A block of data
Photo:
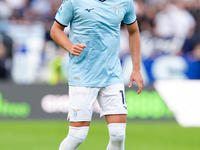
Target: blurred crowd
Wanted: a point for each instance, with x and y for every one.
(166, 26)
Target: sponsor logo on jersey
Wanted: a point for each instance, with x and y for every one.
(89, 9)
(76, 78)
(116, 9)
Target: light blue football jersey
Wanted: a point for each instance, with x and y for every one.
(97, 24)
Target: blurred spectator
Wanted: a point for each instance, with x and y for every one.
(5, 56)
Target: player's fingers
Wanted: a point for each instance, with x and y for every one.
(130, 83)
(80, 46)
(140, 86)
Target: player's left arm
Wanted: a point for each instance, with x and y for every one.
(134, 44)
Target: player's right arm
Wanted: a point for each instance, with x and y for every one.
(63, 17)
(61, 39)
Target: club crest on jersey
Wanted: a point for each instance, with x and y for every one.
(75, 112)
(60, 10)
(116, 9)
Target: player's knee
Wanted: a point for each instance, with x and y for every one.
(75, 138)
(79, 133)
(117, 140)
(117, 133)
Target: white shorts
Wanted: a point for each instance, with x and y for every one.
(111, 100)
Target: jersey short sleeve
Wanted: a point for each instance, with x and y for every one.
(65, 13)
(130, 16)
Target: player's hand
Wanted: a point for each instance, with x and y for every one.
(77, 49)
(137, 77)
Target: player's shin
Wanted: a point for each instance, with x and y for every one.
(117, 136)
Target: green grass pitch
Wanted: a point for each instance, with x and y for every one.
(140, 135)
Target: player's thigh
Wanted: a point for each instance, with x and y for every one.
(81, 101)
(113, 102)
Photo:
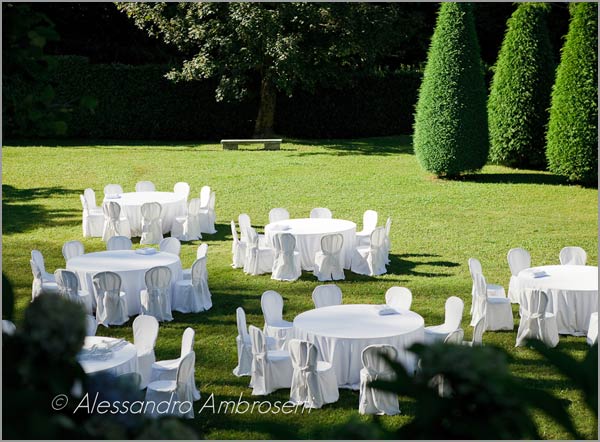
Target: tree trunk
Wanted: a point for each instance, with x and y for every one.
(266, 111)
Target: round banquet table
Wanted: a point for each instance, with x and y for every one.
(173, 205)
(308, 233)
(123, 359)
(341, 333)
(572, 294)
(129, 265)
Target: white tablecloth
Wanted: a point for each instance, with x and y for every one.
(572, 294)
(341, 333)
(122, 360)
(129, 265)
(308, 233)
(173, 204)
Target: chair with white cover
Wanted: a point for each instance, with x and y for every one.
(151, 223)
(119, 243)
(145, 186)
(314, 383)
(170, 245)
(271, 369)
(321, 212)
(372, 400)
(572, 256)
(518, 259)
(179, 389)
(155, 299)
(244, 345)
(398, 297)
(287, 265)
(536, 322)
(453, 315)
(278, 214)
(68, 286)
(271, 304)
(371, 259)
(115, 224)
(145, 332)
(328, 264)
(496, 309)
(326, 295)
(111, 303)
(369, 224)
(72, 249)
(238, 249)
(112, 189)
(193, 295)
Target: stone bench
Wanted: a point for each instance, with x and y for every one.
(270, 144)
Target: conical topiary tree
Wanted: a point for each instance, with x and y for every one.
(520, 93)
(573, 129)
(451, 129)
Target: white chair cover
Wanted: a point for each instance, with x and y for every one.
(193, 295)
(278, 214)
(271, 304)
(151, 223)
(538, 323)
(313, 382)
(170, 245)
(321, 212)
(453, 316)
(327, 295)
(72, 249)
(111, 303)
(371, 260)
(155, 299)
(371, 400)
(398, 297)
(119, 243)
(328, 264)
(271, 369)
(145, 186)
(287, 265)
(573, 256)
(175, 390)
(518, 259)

==

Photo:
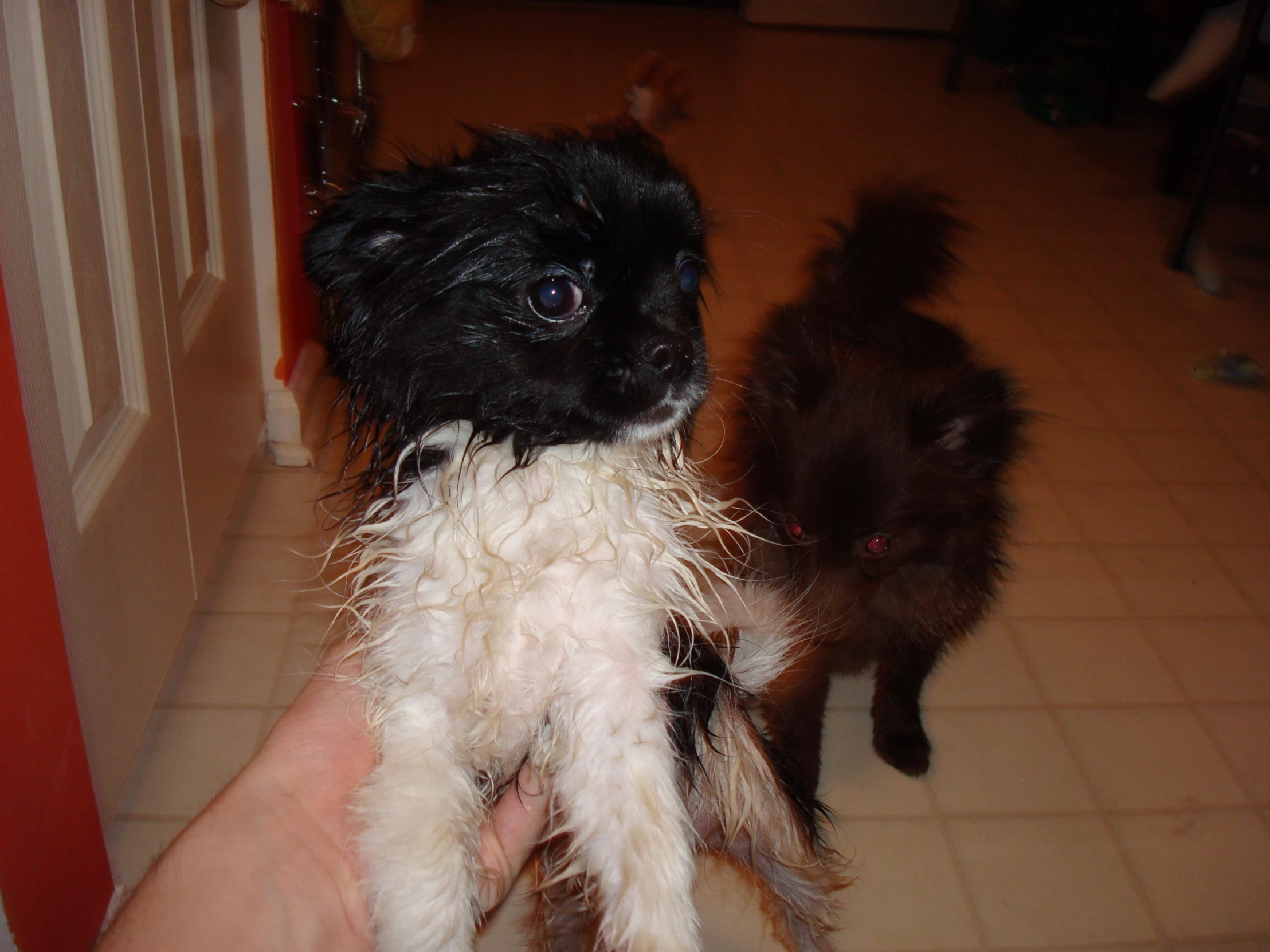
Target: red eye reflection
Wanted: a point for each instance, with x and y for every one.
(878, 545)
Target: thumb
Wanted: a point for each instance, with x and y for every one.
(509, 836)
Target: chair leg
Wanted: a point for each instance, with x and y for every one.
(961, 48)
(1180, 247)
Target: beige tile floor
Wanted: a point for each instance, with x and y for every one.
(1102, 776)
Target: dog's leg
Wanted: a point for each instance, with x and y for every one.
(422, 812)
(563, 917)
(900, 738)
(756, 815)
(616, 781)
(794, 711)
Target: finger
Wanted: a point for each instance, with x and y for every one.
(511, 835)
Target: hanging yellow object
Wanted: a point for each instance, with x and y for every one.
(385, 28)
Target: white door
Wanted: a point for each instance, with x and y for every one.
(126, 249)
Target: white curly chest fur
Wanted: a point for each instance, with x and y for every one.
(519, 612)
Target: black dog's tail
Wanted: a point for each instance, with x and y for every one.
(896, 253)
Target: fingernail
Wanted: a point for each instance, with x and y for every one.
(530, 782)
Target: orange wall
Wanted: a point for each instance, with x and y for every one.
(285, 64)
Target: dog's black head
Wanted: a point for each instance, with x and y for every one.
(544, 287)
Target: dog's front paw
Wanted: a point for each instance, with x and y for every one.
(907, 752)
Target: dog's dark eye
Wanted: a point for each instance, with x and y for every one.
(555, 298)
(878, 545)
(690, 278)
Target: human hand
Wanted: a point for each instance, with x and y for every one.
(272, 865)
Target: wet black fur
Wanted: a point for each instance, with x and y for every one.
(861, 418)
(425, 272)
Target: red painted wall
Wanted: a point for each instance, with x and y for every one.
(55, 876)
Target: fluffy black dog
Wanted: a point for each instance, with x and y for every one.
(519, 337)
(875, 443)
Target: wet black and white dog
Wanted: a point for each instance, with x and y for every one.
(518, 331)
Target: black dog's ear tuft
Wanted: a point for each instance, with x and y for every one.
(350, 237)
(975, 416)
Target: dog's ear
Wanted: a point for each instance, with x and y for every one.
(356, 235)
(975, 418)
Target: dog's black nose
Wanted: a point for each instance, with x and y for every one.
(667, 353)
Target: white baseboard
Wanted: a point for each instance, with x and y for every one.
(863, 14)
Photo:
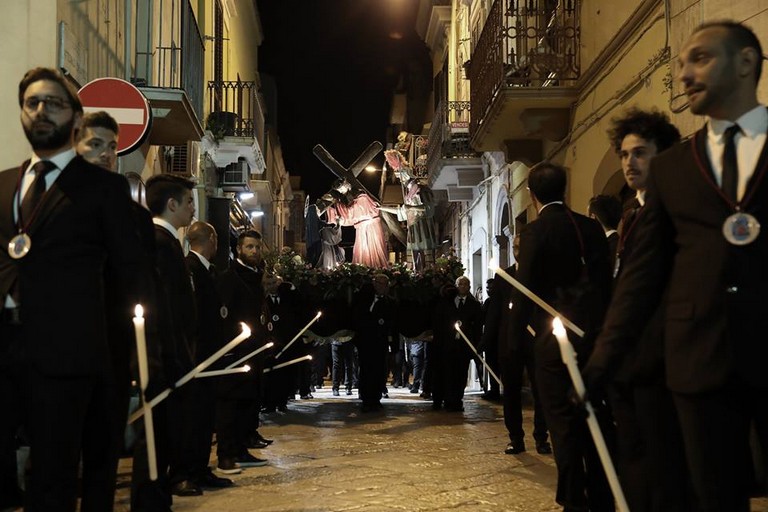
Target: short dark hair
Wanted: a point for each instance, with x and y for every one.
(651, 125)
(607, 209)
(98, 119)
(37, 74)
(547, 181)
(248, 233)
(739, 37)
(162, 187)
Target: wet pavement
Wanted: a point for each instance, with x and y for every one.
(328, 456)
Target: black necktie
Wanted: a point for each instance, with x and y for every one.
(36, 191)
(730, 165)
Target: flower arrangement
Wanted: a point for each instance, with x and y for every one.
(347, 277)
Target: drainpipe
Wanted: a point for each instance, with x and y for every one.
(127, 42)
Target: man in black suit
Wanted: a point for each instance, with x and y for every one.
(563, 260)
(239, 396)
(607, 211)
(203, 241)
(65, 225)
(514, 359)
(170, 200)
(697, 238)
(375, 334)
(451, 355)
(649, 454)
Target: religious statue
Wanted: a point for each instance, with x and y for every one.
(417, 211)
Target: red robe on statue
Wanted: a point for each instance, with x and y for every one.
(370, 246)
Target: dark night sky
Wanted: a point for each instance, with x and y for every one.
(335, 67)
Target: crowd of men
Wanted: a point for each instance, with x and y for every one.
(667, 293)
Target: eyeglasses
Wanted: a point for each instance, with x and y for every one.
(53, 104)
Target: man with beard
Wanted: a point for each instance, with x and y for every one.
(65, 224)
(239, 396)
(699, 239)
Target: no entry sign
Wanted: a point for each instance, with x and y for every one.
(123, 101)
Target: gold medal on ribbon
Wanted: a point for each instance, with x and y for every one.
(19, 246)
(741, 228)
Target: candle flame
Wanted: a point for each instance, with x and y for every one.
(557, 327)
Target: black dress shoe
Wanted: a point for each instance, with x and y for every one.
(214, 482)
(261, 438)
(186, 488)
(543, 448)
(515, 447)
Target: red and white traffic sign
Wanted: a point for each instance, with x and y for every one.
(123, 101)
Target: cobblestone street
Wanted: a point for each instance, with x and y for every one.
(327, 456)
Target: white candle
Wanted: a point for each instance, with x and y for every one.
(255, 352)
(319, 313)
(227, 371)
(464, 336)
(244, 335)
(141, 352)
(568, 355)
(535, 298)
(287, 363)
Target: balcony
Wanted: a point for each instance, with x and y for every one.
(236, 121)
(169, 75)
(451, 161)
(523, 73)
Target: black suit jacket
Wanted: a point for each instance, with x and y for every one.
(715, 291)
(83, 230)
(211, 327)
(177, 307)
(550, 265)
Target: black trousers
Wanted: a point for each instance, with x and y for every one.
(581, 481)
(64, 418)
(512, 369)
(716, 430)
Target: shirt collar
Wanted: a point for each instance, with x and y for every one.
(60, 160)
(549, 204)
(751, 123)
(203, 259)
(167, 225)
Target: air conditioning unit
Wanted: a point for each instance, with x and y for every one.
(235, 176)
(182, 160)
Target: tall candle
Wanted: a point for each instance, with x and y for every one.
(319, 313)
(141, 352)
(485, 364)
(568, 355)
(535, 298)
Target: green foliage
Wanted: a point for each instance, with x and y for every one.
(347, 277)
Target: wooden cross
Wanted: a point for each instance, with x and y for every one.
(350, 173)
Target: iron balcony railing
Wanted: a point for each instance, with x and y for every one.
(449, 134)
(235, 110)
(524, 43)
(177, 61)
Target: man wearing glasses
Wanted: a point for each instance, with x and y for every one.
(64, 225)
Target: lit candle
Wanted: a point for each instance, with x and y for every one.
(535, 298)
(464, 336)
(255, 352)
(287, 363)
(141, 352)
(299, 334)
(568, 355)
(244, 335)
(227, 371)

Exercise requirements:
Count the lines in the items above that contain the word "suit". Case matters. Reply with the number only.

Output for this task:
2